- **Stated exercise**
Reproduce the data below with every "this frame" replaced by "this image" and nothing else changed. Leave the pictures out.

- **Part of a data file**

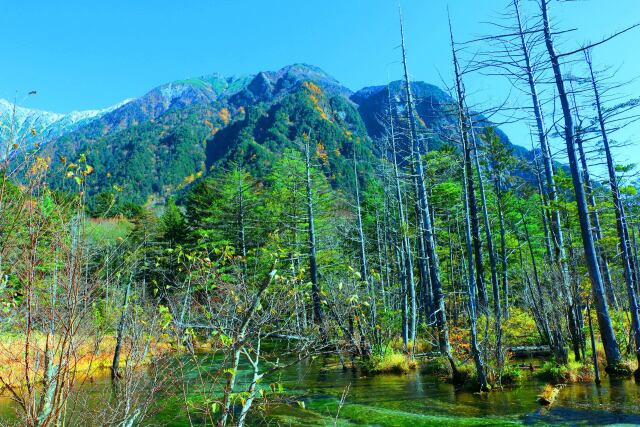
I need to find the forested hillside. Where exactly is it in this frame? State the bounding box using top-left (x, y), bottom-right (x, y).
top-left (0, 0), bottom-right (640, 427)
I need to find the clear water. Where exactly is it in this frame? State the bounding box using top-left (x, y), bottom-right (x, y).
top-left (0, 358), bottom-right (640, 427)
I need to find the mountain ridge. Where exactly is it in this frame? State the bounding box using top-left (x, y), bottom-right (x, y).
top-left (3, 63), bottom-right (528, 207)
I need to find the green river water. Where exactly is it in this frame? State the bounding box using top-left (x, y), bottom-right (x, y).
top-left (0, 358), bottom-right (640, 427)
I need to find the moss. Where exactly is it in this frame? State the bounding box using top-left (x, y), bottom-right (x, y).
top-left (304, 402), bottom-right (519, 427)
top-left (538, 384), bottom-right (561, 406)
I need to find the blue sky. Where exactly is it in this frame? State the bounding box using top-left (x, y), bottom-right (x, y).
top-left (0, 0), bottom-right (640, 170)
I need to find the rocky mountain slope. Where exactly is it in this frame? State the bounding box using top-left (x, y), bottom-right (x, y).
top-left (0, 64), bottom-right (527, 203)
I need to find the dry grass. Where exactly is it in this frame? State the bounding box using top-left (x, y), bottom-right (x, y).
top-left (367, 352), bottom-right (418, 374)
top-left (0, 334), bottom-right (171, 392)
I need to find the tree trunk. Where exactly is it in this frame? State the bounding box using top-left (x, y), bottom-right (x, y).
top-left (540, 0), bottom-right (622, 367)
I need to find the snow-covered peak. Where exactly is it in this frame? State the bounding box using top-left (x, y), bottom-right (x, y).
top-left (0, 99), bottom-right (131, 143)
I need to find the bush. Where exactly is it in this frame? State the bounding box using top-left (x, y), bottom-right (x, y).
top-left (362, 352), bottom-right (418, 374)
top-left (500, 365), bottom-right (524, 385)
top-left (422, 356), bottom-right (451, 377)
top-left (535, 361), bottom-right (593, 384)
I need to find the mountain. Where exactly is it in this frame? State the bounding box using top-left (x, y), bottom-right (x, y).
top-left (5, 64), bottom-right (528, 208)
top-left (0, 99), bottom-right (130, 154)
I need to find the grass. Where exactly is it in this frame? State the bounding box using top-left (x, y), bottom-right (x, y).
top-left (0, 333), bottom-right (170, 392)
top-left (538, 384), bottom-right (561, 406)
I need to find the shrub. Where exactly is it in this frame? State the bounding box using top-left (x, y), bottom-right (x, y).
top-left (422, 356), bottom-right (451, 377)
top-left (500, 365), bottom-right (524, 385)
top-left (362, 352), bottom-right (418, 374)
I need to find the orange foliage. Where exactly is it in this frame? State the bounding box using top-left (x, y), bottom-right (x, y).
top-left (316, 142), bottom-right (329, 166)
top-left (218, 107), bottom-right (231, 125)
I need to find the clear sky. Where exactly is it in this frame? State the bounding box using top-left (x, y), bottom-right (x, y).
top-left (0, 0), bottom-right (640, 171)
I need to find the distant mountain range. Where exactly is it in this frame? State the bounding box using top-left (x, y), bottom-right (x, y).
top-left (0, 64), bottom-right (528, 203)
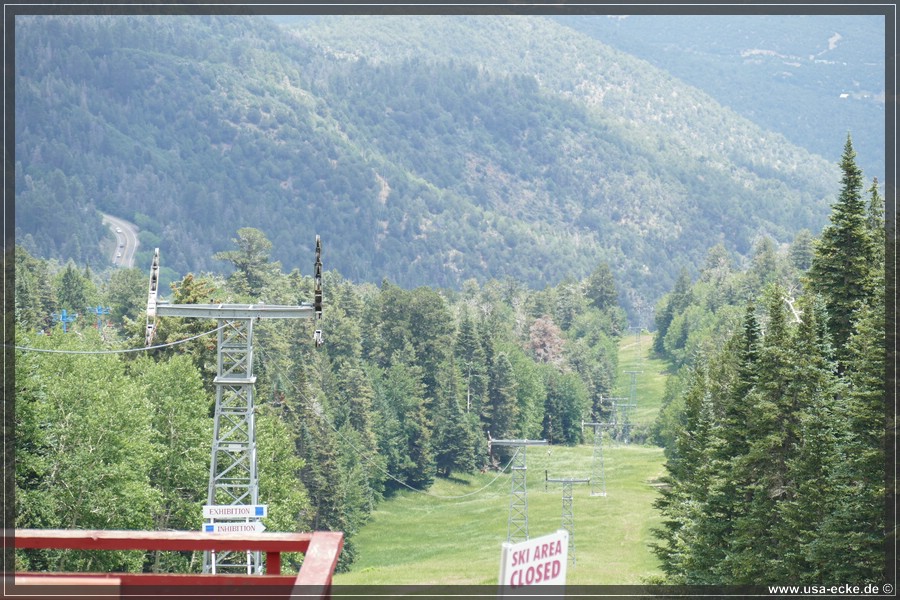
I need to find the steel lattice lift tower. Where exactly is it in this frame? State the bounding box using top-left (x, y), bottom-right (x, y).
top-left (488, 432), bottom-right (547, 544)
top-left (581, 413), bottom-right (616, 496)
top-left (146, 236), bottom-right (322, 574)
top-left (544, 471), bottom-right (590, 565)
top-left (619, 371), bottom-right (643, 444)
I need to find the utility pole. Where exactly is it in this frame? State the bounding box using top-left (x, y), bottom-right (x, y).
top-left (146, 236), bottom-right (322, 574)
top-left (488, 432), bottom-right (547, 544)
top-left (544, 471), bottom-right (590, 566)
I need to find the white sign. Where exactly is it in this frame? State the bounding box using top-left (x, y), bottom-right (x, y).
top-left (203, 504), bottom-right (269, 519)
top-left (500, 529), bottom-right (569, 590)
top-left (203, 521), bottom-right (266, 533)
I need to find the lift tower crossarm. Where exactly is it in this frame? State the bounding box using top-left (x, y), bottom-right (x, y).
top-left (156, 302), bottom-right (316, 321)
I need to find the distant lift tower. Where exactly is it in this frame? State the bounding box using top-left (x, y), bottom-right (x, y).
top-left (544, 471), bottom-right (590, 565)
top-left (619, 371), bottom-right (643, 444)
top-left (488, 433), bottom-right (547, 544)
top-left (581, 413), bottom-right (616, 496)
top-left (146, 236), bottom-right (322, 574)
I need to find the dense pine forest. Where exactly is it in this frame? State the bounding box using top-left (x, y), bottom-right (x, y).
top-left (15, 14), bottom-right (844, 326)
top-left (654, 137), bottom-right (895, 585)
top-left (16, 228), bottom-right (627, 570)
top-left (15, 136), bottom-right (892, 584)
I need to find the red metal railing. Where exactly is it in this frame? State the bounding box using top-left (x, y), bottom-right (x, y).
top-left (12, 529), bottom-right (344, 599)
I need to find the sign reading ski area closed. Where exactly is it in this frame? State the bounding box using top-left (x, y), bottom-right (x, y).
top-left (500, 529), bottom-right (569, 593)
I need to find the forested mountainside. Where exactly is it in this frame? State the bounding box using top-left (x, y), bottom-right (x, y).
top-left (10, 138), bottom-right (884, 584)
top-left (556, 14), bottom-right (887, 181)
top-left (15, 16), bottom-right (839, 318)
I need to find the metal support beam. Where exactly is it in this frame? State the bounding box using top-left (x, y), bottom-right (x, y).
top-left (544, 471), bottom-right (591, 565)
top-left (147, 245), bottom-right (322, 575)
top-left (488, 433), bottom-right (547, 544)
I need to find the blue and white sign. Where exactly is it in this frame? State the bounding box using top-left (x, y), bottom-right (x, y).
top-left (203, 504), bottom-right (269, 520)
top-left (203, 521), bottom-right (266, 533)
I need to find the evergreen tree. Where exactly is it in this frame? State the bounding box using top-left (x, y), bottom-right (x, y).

- **Task output**
I need to find the forested hillside. Where exactly is it in this image? State the bounding box using top-left (x, y), bottom-right (x, y).
top-left (0, 0), bottom-right (640, 427)
I need to find the clear water. Where exactly is it in this image? State the bounding box using top-left (x, y), bottom-right (x, y).
top-left (0, 358), bottom-right (640, 427)
I need to find the mountain ridge. Where exactly is it in this image? State the bounding box using top-left (x, y), bottom-right (x, y).
top-left (3, 63), bottom-right (528, 207)
I need to find the green river water. Where exactly is it in this image? State the bounding box using top-left (x, y), bottom-right (x, y).
top-left (0, 358), bottom-right (640, 427)
I need to find the moss. Where exactly is it in this image? State the bounding box using top-left (x, y), bottom-right (x, y).
top-left (304, 402), bottom-right (519, 427)
top-left (538, 384), bottom-right (561, 406)
I need to find the blue sky. Where exactly is it in this image? State the bounding box using top-left (x, y), bottom-right (x, y).
top-left (0, 0), bottom-right (640, 170)
I need to find the rocky mountain slope. Where exactly is it in this image? State the bounding box using top-left (x, y), bottom-right (x, y).
top-left (0, 64), bottom-right (527, 203)
I need to find the dry grass. Where exactly is it in this image? State the bounding box using top-left (x, y), bottom-right (x, y).
top-left (367, 352), bottom-right (418, 374)
top-left (0, 334), bottom-right (171, 392)
I need to find the tree trunk. Where exactly is it in this image? State the bounding box using top-left (x, y), bottom-right (x, y).
top-left (540, 0), bottom-right (622, 367)
I need to find the snow-covered peak. Where exactly is it in this image? State the bounding box using top-left (x, y), bottom-right (x, y).
top-left (0, 99), bottom-right (131, 143)
I need to find the bush. Where exactly is it in this image? State the bounding box using top-left (x, y), bottom-right (x, y).
top-left (362, 352), bottom-right (418, 374)
top-left (500, 365), bottom-right (524, 385)
top-left (422, 356), bottom-right (451, 377)
top-left (535, 361), bottom-right (593, 384)
I need to find the mountain. Where exactly is it in this image? State the bounding box using top-left (x, y), bottom-right (x, y).
top-left (5, 64), bottom-right (528, 208)
top-left (0, 99), bottom-right (130, 154)
I need to find the grass. Where exactly is it in this image? State the bounding box using top-left (x, y), bottom-right (x, y).
top-left (0, 333), bottom-right (170, 392)
top-left (538, 384), bottom-right (561, 406)
I need to find the shrub. Where exactly is it in this image? State the bounding box using top-left (x, y), bottom-right (x, y).
top-left (422, 356), bottom-right (451, 377)
top-left (500, 365), bottom-right (524, 385)
top-left (362, 352), bottom-right (418, 374)
I need to find the orange foliage. Where exactly is it in this image? State the bounding box using top-left (x, y), bottom-right (x, y).
top-left (316, 142), bottom-right (329, 166)
top-left (218, 107), bottom-right (231, 125)
I need to find the clear sky. Where exactly is it in this image? State the bounding box using top-left (x, y), bottom-right (x, y).
top-left (0, 0), bottom-right (640, 171)
I need to find the distant mountain range. Where exactly is it in this image? State the bounding box using top-left (x, y), bottom-right (x, y).
top-left (0, 64), bottom-right (528, 203)
I need to find the steel lattice lift tower. Where exactly is it in this image? State the bounding box using top-left (x, y), bottom-right (x, y).
top-left (488, 432), bottom-right (547, 544)
top-left (581, 413), bottom-right (616, 496)
top-left (146, 236), bottom-right (322, 574)
top-left (544, 471), bottom-right (590, 565)
top-left (619, 371), bottom-right (643, 444)
I need to find the utility pole. Where exactly is it in this image? State the bounding box using top-left (x, y), bottom-right (x, y).
top-left (146, 236), bottom-right (322, 574)
top-left (488, 432), bottom-right (547, 544)
top-left (544, 471), bottom-right (590, 566)
I need to find the white sign. Where exactly is it in this image? State the bounding box using top-left (x, y), bottom-right (x, y).
top-left (203, 504), bottom-right (269, 519)
top-left (500, 529), bottom-right (569, 590)
top-left (203, 521), bottom-right (266, 533)
I need to find the lift tower crossarm. Where exactly is it in this image? State the bounding box using top-left (x, y), bottom-right (x, y).
top-left (156, 302), bottom-right (316, 321)
I need to find the distant lift tower. Where exactly is it in this image? State the bounding box using top-left (x, y), bottom-right (x, y).
top-left (544, 471), bottom-right (590, 565)
top-left (619, 371), bottom-right (643, 444)
top-left (488, 433), bottom-right (547, 544)
top-left (581, 413), bottom-right (616, 496)
top-left (146, 236), bottom-right (322, 574)
I need to find the dense pine forest. Where exactly is it in this image? State the bounding box using top-left (x, y), bottom-right (x, y).
top-left (15, 14), bottom-right (844, 326)
top-left (654, 137), bottom-right (895, 585)
top-left (16, 228), bottom-right (627, 570)
top-left (15, 136), bottom-right (892, 584)
I need to find the red metal railing. Where exactly is it in this image? State the bounding box using top-left (x, y), bottom-right (x, y).
top-left (12, 529), bottom-right (344, 599)
I need to find the sign reading ski area closed. Where exactly is it in this image? State the bounding box using top-left (x, y), bottom-right (x, y).
top-left (500, 529), bottom-right (569, 593)
I need to find the forested mountainside. Where exactly is it in this image? State the bounding box using top-left (x, y), bottom-right (x, y).
top-left (10, 138), bottom-right (884, 584)
top-left (556, 14), bottom-right (887, 181)
top-left (15, 16), bottom-right (839, 318)
I need to find the metal support beam. Where exactly is it in this image? State the bounding box using top-left (x, y), bottom-right (x, y).
top-left (544, 471), bottom-right (591, 565)
top-left (147, 245), bottom-right (322, 575)
top-left (488, 433), bottom-right (547, 544)
I need to find the blue and white sign. Where exactly is it in this image? State the bounding box using top-left (x, y), bottom-right (x, y).
top-left (203, 504), bottom-right (269, 520)
top-left (203, 521), bottom-right (266, 533)
I need to find the evergreen tree. Where exactly is it in this image? State the bounding box using top-left (x, y), bottom-right (x, y).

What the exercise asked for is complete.